→ **Ejercicio breve 1**:
Enumere los apellidos de todas las personas a quienes el discurso que aparece a continuación se refiere con el tratamiento de «hermano».

○ ○ ○ ○ ○

Preguntas para el iconoclasta
Élder Marion D. Hanks
Del Primer Consejo de los Setenta
Los Setenta han sido tradicionalmente “hombres minuto”. Acabo de ser multiplicado. Bajo la inspiración del gran himno que hemos cantado juntos, me gustaría dejar constancia de una historia y una declaración que creo que el presidente McKay probablemente no conoce, pero que creo que debería conocer, al igual que todos nosotros.
Durante los últimos años, he tenido ocasionalmente la bendición de llevar a visitantes distinguidos que han venido a la Manzana del Templo a las oficinas del Presidente de la Iglesia para saludarlo, ser recibidos por él y sentir la fortaleza, la inspiración y el amor que siempre emanan de él.
Hace unos meses, el hermano Evans y yo, junto con otros, tuvimos el privilegio de asistir a una conferencia en la oficina del presidente McKay con uno de los líderes sindicales más importantes de América, posiblemente uno de los hombres más influyentes e importantes en su campo. Lo acompañaban su esposa y sus dos pequeñas hijas, y la experiencia fue hermosa e impresionante. No hubo postura, ni pretensión, ni intento de impresionar por parte del presidente McKay—solo amistad genuina, interés y amor. La parte de la historia que me gustaría que se recordara y quedara registrada fue lo que ocurrió cuando salimos de la oficina. Estábamos en los pasillos del Edificio de Oficinas de la Iglesia, y este hombre, quien en su labor influye en la vida de muchos millones de personas, dijo a los que estábamos con él, y lo dijo con los ojos húmedos:
“He vivido en muchas tierras. He estado en presencia de reyes, presidentes y gobernantes, y quiero decirles que no creo que nuestra generación produzca otro carácter como ese.”
Esto ha sucedido no una, sino muchas veces. Y sin otro propósito más que expresar mi propia fe y convicciones sobre el presidente McKay y el cargo y llamamiento que él ostenta, les repito a ustedes, que tal vez no hayan tenido ese privilegio, mi observación de que muchos hombres que son buenos, firmes y poderosos por derecho propio reconocen en aquel que nos dirige a un gran hombre y un representante autorizado de nuestro Padre Celestial.
Ha habido muchas cosas en esta conferencia que me han inspirado una sincera gratitud. Sin intención de extenderme demasiado, me gustaría expresar mi aprecio por el regreso a una medida de salud de nuestros dos buenos hermanos del Consejo de los Setenta. Hemos aprendido a amar y respetar al hermano Kirkham y al hermano Hunter y sentimos por ellos la estima y hermandad que esta maravillosa oportunidad de servicio debería despertar en nosotros.

○ ○ ○ ○ ○

→ **Ejercicio breve 2**:
Recopile cada línea del listado que contenga la palabra "dragon", distinguiendo entre mayúsculas y minúsculas.

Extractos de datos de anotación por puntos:
○ ○ ○ ○ ○

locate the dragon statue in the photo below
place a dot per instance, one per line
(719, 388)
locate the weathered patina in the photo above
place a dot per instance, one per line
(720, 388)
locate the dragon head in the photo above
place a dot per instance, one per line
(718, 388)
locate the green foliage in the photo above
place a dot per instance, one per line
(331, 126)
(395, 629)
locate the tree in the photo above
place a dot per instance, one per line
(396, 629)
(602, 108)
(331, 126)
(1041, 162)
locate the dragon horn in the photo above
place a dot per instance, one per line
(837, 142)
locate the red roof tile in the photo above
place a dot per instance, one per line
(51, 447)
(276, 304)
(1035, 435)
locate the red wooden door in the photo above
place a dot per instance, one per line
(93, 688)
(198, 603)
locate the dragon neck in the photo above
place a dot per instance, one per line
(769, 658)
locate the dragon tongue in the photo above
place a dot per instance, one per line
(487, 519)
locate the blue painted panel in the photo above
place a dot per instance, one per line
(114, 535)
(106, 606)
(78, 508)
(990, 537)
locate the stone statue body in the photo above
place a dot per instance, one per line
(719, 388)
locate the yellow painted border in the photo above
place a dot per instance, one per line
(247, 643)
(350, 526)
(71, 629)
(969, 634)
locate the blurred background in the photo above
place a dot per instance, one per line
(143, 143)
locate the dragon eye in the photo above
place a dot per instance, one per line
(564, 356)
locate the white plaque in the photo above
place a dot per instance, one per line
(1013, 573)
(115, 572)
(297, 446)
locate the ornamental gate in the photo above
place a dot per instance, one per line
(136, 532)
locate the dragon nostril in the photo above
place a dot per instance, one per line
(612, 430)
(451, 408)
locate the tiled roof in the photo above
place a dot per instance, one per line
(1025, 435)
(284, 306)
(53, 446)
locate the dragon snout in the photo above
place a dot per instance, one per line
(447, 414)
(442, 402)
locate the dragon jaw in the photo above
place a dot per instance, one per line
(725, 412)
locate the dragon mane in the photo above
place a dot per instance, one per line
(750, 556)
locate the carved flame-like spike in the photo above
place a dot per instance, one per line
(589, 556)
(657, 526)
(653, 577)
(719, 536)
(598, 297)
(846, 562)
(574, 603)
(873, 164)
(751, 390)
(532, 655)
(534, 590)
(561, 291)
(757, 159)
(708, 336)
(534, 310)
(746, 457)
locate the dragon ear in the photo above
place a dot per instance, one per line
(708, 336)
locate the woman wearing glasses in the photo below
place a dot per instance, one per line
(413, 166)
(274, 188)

○ ○ ○ ○ ○

→ **Solución del ejercicio 1**:
Evans, Kirkham y Hunter.

→ **Solución del ejercicio 2**:
locate the dragon statue in the photo below
locate the dragon head in the photo above
locate the dragon horn in the photo above
locate the dragon neck in the photo above
locate the dragon tongue in the photo above
locate the dragon eye in the photo above
locate the dragon nostril in the photo above
locate the dragon snout in the photo above
locate the dragon jaw in the photo above
locate the dragon mane in the photo above
locate the dragon ear in the photo above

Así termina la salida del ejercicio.